Exercise description: Return the entry lines below word for word, beginning with the line that contains "Target: man in gray suit" and continuing through the line that contains "554 261 L 554", with both of those lines included.

Dataset records:

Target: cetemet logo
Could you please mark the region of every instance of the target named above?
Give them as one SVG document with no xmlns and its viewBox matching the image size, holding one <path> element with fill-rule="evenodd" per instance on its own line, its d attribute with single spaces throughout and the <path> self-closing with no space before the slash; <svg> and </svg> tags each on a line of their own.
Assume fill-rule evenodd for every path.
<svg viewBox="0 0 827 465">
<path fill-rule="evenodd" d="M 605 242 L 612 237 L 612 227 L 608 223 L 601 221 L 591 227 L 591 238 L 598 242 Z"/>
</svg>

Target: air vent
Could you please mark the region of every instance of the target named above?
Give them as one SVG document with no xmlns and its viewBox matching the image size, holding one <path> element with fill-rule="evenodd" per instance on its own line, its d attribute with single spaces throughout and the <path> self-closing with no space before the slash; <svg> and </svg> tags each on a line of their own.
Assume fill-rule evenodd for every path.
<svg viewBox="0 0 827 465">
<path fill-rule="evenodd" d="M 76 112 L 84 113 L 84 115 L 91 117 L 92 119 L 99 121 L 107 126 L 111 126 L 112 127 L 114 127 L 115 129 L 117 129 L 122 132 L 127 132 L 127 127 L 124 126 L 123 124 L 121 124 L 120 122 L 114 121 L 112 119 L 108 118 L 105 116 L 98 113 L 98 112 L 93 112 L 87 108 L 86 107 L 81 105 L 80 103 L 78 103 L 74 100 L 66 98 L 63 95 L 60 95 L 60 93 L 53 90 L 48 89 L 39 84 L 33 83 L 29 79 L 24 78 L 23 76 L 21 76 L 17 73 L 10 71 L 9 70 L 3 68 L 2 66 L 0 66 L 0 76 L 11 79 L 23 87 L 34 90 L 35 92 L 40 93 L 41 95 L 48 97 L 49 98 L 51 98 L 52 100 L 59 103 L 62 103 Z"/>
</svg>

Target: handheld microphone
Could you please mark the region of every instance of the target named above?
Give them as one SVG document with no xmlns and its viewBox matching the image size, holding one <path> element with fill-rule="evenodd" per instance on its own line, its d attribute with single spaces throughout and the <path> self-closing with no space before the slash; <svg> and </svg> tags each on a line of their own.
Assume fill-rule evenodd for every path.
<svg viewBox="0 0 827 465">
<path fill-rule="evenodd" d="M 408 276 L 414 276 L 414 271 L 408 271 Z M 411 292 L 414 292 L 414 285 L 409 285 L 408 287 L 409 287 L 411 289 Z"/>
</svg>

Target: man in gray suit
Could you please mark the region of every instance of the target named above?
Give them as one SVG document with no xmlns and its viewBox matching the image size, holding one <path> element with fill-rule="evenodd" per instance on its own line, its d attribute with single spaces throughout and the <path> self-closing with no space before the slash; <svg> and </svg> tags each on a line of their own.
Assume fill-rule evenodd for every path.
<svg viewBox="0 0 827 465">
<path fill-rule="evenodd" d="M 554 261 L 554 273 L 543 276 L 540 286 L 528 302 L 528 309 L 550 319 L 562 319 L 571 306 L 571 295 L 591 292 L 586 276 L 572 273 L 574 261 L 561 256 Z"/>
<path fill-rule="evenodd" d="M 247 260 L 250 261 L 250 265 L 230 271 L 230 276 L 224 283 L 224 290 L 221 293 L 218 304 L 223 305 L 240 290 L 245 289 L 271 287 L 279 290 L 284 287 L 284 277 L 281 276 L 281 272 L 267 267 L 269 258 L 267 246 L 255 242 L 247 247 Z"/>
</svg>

Response:
Target: man in gray suit
Could you please mark the region of every instance of the target named above?
Give them as one SVG document with no xmlns and its viewBox matching the image size, holding one <path> element with fill-rule="evenodd" per instance on its own line, its d attribute with single spaces throughout and the <path> self-closing with no space before the slash; <svg> and </svg> tags each on a line of their own.
Assume fill-rule evenodd for every path.
<svg viewBox="0 0 827 465">
<path fill-rule="evenodd" d="M 554 261 L 554 273 L 543 276 L 540 286 L 528 302 L 528 309 L 550 319 L 562 319 L 571 306 L 571 295 L 591 292 L 586 276 L 572 273 L 574 261 L 561 256 Z"/>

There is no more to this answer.